==== READING PASSAGE ====
Tone Glow Film Festival
Presented by Tone Glow
Co-Presented by Chicago Filmmakers
May 21 - 24, 2026
Shades of Silk (1978), The Rib of the Greater Bay Area (2026), Bruine Squamma 3ème partie : Séries Saturées (1972-1977)
Tone Glow is excited to announce the Tone Glow Film Festival (TGFF), a festival committed to showcasing the best in experimental film, co-presented by Chicago Filmmakers.
The screenings will take place on Thursday, May 21st to Sunday, May 24th at three venues in Chicagoland. 45 films will be shown across 14 programs, and 26 of these films will be shown on 16mm prints, some of which were imported from overseas. Eschewing traditional submission-based programming, TGFF hand-selects works that highlight the ingenuity, originality, and radical possibilities of independent and avant-garde filmmaking. Its mission is to provide local audiences with the chance to see masterworks both new and old, inviting contemplation on the cinematic form’s history and future.
Passes and tickets to all screenings can be purchased at the link below.
==== DATA EXCERPT ====
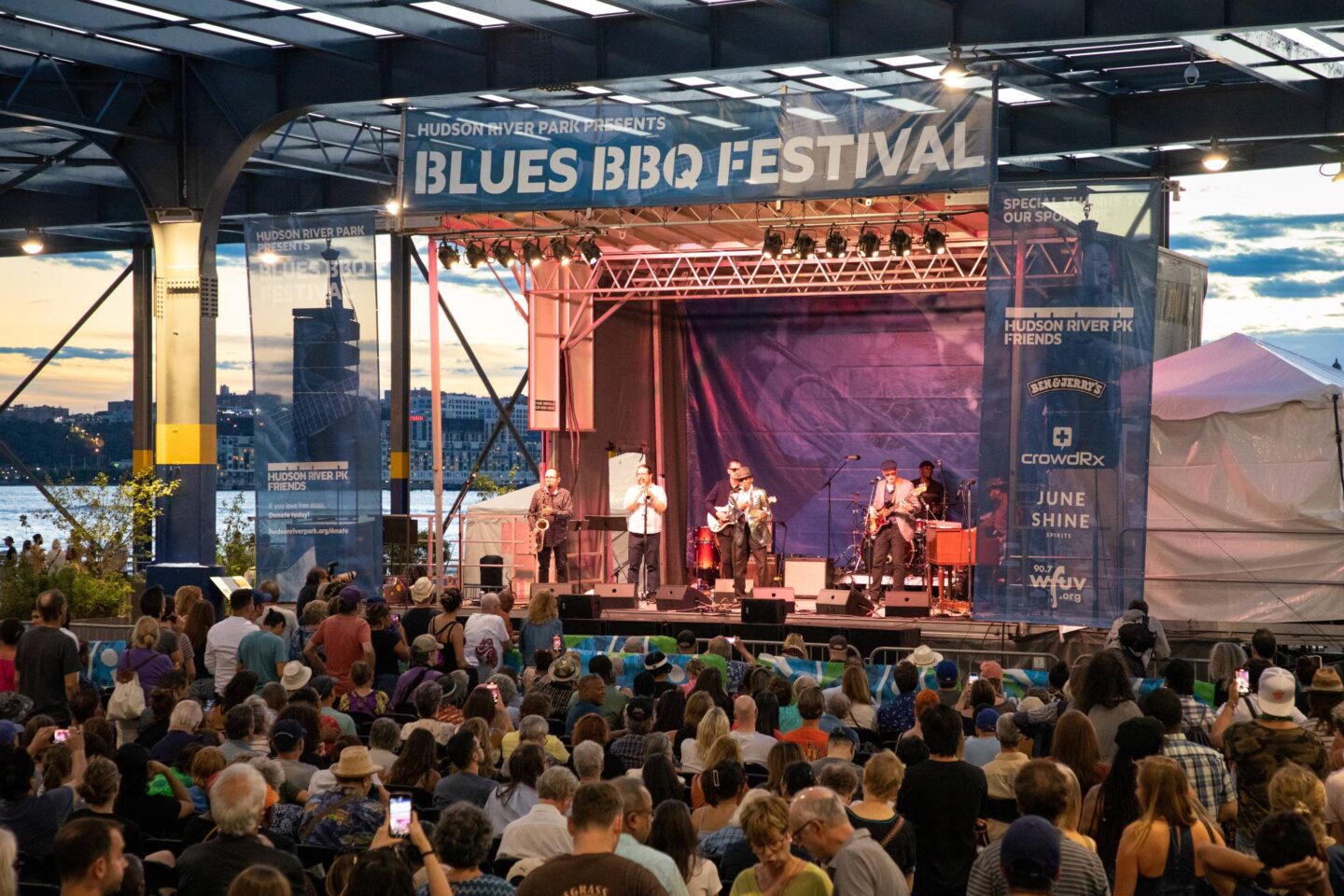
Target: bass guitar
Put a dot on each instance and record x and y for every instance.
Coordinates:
(883, 514)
====
WHAT IS ASKED:
**1.** Update the stretch of the film festival announcement from "The screenings will" through "the link below." by replacing "three venues" with "four venues".
**2.** Go on with the film festival announcement from the point where it stops.

ANSWERS:
**1.**
The screenings will take place on Thursday, May 21st to Sunday, May 24th at four venues in Chicagoland. 45 films will be shown across 14 programs, and 26 of these films will be shown on 16mm prints, some of which were imported from overseas. Eschewing traditional submission-based programming, TGFF hand-selects works that highlight the ingenuity, originality, and radical possibilities of independent and avant-garde filmmaking. Its mission is to provide local audiences with the chance to see masterworks both new and old, inviting contemplation on the cinematic form’s history and future.
Passes and tickets to all screenings can be purchased at the link below.

**2.**
Screenings
The following TGFF screenings will take place at Chicago Filmmakers’ Firehouse Cinema
SHADOW STEPPING: THE FILMS OF ISAO KOTA
Thursday, May 21st at 6PM
SHADOW STEPPING is a showcase of eight works by the overlooked Japanese avant-garde filmmaker Isao Kota (b. 1953). Kota first became aware of experimental films while attending art school in Tokyo. After getting his hands on some equipment, he soon began making his own works in 1972, crafting 35 meticulous short-form experiments on 8mm and 16mm in the ensuing decades. Restorations of Kota’s works began in 2023, and while these films have been shown in Japan, few have been screened in the US. This event presents eight highlights from throughout his career, including his very first and last works. His films, defined by their precision and editing trickery, led to him donning the nickname the “Alchemist of Images.”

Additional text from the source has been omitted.